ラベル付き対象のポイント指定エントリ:
____
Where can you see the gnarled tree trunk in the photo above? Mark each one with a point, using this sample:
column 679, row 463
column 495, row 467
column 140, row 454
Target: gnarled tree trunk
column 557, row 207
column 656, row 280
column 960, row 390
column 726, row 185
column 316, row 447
____
課題文:
上記のレコードの全行を、空行を除いて、行番号と行の本文を並べたMarkdownの表として出力せよ。列名は「番号」と「内容」とする。

完成課題:
| 番号 | 内容 |
|---|---|
| 1 | Where can you see the gnarled tree trunk in the photo above? Mark each one with a point, using this sample: |
| 2 | column 679, row 463 |
| 3 | column 495, row 467 |
| 4 | column 140, row 454 |
| 5 | Target: gnarled tree trunk |
| 6 | column 557, row 207 |
| 7 | column 656, row 280 |
| 8 | column 960, row 390 |
| 9 | column 726, row 185 |
| 10 | column 316, row 447 |